What you are asked to do:
Show every line of the material below that contains the word "loader", and copy each such line in full.

Provided data:
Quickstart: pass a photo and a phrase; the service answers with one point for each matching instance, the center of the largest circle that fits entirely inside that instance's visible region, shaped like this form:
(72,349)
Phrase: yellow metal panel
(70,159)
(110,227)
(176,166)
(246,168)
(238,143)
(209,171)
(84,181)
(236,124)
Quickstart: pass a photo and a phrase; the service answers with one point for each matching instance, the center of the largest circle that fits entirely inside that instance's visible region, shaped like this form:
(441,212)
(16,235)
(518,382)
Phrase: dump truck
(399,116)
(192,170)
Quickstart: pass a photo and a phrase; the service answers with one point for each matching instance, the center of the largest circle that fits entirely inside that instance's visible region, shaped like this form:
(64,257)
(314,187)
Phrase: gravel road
--
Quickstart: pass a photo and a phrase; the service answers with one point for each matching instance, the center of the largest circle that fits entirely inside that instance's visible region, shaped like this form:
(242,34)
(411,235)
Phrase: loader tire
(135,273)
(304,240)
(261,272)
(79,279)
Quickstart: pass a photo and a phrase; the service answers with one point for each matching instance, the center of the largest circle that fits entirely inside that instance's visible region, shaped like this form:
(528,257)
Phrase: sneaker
* * *
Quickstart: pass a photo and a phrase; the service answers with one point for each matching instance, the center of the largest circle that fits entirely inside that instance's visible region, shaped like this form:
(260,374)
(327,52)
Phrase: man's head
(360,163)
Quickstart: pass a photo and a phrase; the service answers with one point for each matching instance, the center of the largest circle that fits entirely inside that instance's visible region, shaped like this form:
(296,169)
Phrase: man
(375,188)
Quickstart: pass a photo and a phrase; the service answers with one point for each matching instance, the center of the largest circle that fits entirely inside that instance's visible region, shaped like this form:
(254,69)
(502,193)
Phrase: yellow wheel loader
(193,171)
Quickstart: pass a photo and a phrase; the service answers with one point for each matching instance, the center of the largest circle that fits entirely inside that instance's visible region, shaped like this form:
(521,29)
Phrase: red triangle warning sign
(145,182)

The result:
Phrase: loader tire
Phrase: yellow wheel loader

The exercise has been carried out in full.